Herausforderung - Kopieren Sie sämtliche folgenden Datensätze Zeile für Zeile ohne jede Änderung.

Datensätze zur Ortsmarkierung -
▼

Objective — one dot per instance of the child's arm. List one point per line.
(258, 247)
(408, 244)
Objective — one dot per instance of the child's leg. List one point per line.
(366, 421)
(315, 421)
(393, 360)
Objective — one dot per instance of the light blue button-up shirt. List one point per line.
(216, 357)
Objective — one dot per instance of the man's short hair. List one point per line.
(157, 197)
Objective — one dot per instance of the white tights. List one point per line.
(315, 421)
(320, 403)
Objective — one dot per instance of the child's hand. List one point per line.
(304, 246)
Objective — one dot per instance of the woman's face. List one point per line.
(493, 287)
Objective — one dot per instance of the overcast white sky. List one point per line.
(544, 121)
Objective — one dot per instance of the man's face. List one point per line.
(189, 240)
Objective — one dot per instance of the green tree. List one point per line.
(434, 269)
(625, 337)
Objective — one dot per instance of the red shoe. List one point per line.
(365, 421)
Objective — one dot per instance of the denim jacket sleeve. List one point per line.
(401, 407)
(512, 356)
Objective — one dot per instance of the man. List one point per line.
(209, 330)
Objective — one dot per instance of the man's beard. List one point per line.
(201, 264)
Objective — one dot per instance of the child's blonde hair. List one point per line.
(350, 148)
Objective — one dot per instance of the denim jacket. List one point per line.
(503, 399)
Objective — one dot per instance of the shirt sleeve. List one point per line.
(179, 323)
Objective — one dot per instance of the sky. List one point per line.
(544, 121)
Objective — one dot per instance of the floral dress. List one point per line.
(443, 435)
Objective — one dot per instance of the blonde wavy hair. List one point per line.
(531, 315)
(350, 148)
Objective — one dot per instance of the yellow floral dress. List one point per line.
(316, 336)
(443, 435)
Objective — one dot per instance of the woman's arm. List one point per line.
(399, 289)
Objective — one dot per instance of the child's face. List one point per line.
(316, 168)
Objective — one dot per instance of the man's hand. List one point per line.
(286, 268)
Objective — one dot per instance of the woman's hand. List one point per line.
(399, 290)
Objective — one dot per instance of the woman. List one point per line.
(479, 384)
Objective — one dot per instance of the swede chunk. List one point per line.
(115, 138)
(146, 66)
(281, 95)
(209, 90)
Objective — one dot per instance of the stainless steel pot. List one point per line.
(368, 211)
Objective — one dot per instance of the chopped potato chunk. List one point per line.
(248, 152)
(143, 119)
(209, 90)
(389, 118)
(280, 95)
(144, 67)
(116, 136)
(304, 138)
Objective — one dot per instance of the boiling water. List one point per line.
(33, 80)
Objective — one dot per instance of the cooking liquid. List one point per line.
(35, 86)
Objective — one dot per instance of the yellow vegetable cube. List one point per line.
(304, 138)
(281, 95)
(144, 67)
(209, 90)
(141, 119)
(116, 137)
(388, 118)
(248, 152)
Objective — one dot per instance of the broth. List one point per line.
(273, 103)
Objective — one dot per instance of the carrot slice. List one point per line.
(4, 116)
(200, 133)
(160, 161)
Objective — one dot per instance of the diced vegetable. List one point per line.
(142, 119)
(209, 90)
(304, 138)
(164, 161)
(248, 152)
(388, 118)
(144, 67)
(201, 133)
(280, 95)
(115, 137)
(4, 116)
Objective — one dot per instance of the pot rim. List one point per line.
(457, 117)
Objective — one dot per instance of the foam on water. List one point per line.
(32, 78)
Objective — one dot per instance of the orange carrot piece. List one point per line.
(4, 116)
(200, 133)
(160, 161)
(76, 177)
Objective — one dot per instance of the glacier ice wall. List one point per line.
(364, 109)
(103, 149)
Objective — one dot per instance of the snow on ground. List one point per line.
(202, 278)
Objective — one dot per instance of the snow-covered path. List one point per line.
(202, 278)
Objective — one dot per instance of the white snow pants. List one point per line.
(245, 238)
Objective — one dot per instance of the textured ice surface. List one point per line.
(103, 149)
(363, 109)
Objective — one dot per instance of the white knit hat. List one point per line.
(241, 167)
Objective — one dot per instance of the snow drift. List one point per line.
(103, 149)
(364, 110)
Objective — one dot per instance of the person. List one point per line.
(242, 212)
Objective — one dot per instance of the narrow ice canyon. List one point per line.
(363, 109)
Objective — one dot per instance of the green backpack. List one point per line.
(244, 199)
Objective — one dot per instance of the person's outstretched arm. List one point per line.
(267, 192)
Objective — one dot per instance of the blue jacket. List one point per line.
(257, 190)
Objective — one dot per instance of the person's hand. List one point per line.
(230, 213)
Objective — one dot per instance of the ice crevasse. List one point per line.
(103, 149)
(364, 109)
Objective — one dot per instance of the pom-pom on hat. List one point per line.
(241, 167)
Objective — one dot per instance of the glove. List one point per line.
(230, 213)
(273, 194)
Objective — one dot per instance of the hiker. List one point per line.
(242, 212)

▲

Ergebnis der Aufgabe -
Objective — one dot per instance of the child's arm. List one point per line.
(258, 247)
(408, 244)
Objective — one dot per instance of the child's leg. List one point per line.
(366, 421)
(315, 421)
(393, 360)
Objective — one dot per instance of the light blue button-up shirt. List one point per line.
(216, 357)
Objective — one dot per instance of the man's short hair. List one point per line.
(157, 197)
Objective — one dot per instance of the white tights. List one point per line.
(315, 421)
(320, 403)
Objective — one dot per instance of the child's hand. List one point per line.
(304, 246)
Objective — one dot per instance of the woman's face. List one point per line.
(493, 287)
Objective — one dot per instance of the overcast white sky. List one point per line.
(544, 121)
Objective — one dot per instance of the man's face. List one point per line.
(189, 240)
Objective — one dot per instance of the green tree. List one point per line.
(434, 269)
(625, 337)
Objective — one dot per instance of the red shoe. List one point per line.
(365, 421)
Objective — one dot per instance of the denim jacket sleeve. List one point per line.
(401, 407)
(512, 356)
Objective — one dot per instance of the man. List one point per line.
(209, 330)
Objective — one dot per instance of the man's beard. List one point per line.
(201, 264)
Objective — one dot per instance of the child's blonde hair. List one point per line.
(350, 148)
Objective — one dot per instance of the denim jacket. List one point per line.
(503, 399)
Objective — one dot per instance of the shirt sleeve. List one point per line.
(179, 323)
Objective — one dot per instance of the sky. List one point per line.
(544, 121)
Objective — one dot per instance of the floral dress. List one point per line.
(443, 435)
Objective — one dot per instance of the blonde wavy hair. List one point per line.
(531, 315)
(350, 148)
Objective — one dot per instance of the yellow floral dress. List one point per line.
(316, 336)
(443, 435)
Objective — one dot per instance of the woman's arm. List one point per line.
(399, 289)
Objective — one dot per instance of the child's face. List one point per line.
(316, 168)
Objective — one dot per instance of the man's hand. List one point per line.
(286, 268)
Objective — one dot per instance of the woman's hand. List one point per line.
(399, 290)
Objective — one dot per instance of the woman. List one point per line.
(479, 384)
Objective — one dot per instance of the swede chunk. List one point per line.
(115, 138)
(146, 66)
(281, 95)
(209, 90)
Objective — one dot per instance of the stainless steel pot. List one point per line.
(368, 211)
Objective — one dot per instance of the chopped potato chunk. List one point per line.
(248, 152)
(143, 119)
(209, 90)
(389, 118)
(280, 95)
(144, 67)
(116, 136)
(304, 138)
Objective — one dot per instance of the boiling water. List one point per line.
(33, 80)
Objective — one dot per instance of the cooking liquid. List one point per line.
(35, 86)
Objective — one dot per instance of the yellow vegetable cube. List one point per line.
(304, 138)
(281, 95)
(144, 67)
(209, 90)
(141, 119)
(116, 137)
(388, 118)
(248, 152)
Objective — one dot per instance of the broth. List one point per line.
(273, 103)
Objective — one dot per instance of the carrot slice. List one point per line.
(4, 116)
(200, 133)
(160, 161)
Objective — one dot per instance of the diced vegetable. List one point per line.
(142, 119)
(209, 90)
(304, 138)
(164, 161)
(248, 152)
(388, 118)
(144, 67)
(201, 133)
(280, 95)
(115, 137)
(4, 116)
Objective — one dot per instance of the pot rim. List one point per line.
(457, 117)
Objective — one dot per instance of the foam on water. List one point per line.
(32, 78)
Objective — one dot per instance of the orange carrot piece. List one point per line.
(4, 116)
(200, 133)
(160, 161)
(76, 177)
Objective — one dot per instance of the glacier ice wall. List one point per line.
(364, 109)
(103, 149)
Objective — one dot per instance of the snow on ground. List one point per line.
(202, 278)
Objective — one dot per instance of the snow-covered path. List one point per line.
(202, 278)
Objective — one dot per instance of the white snow pants. List one point per line.
(245, 238)
Objective — one dot per instance of the textured ice surface. List one point per line.
(103, 149)
(363, 109)
Objective — one dot per instance of the white knit hat. List one point per line.
(241, 167)
Objective — one dot per instance of the snow drift. List one point per line.
(103, 149)
(364, 110)
Objective — one dot per instance of the person. List one point per line.
(242, 212)
Objective — one dot per instance of the narrow ice canyon. List one point per line.
(363, 109)
Objective — one dot per instance of the green backpack. List one point per line.
(244, 199)
Objective — one dot per instance of the person's outstretched arm. List one point per line.
(267, 192)
Objective — one dot per instance of the blue jacket. List one point per line.
(257, 190)
Objective — one dot per instance of the person's hand. List one point per line.
(230, 213)
Objective — one dot per instance of the ice crevasse. List one point per line.
(103, 149)
(364, 109)
Objective — one dot per instance of the pom-pom on hat. List one point per line.
(241, 167)
Objective — one dot per instance of the glove. List one point per line.
(230, 213)
(273, 194)
Objective — one dot per instance of the hiker. List one point per line.
(242, 212)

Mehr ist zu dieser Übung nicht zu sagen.